- **Aufgabenstellung A**
Zählen Sie in der Reihenfolge des Textes alle Arbeitsschritte auf, die Dr Dau in der Diskussion zum Festplatten-Wechselrahmen für das Einrichten einer Festplatte im Wechselrahmen mit IDE-Anschluss nennt.
+---+
# wechselfestplatte



## TraphiX (30. Oktober 2005)

Einen schönen Sonntag, erst einmal

wie immer habe ich ein problem mit meiner Hardware:

Ich hab da ein ding, da kann man seine Festplatte reinstecken. Do ne 
Art wechselfestplattenträger 

von der Firma DATABRIDGE
bild 

Ich brauche da Treiber für win98

find sie aber nirgends

schonmal vielen Dank

TraphiX


----------



## Dr Dau (31. Oktober 2005)

Hallo!

Für die Dinger (nennt sich Festplatten Wechselrahmen) werden keine Treiber benötigt..... es gibt dafür nicht mal Treiber.
Festplatte als Master bzw. Slave jumpern, in den Wechselrahmen einsetzen, diesen dann in den PC einbauen und das IDE Kabel anschliessen.
Dann nur noch die Festplatte vom Bios erkennen lassen und schon wird sie wie jede andere Festplatte auch behandelt.

Oder ist der Wechselrahmen für SCSI Festplatten?
Dann brauchst Du ein Treiber für die SCSI Karte wo der Wechselrahmen angeschlossen wird.
+---+
- **Aufgabenstellung B**
Suchen Sie in der Liste jede Zeile heraus, in der die Zeichenfolge „window“ vorkommt, und schreiben Sie diese Zeilen unverändert ab. Dabei gilt es, Groß- und Kleinschreibung zu beachten.
+---+
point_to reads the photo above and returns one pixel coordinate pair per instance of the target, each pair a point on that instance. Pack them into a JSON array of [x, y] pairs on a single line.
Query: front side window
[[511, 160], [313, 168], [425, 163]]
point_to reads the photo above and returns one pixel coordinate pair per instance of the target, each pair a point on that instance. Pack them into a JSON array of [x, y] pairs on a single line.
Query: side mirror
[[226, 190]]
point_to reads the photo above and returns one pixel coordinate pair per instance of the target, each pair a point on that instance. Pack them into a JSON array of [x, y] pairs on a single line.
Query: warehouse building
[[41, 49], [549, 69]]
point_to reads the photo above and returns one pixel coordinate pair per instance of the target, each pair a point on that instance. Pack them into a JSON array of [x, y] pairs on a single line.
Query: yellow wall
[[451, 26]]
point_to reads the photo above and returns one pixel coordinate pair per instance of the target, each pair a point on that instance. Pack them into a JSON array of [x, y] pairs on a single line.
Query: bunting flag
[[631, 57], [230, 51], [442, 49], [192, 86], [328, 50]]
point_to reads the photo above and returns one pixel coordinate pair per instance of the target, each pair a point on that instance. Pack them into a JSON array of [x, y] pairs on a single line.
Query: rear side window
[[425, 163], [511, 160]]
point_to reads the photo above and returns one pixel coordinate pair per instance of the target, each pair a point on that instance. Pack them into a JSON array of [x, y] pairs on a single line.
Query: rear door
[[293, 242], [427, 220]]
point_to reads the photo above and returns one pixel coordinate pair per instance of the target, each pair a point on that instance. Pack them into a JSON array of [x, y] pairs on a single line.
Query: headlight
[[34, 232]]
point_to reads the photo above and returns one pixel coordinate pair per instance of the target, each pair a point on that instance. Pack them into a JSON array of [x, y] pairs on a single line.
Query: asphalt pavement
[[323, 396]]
+---+
- **Vollständige Lösung A**
1. Die Festplatte als Master bzw. Slave jumpern.
2. Die Festplatte in den Wechselrahmen einsetzen.
3. Den Wechselrahmen in den PC einbauen.
4. Das IDE-Kabel anschließen.
5. Die Festplatte vom BIOS erkennen lassen.

- **Vollständige Lösung B**
Query: front side window
Query: rear side window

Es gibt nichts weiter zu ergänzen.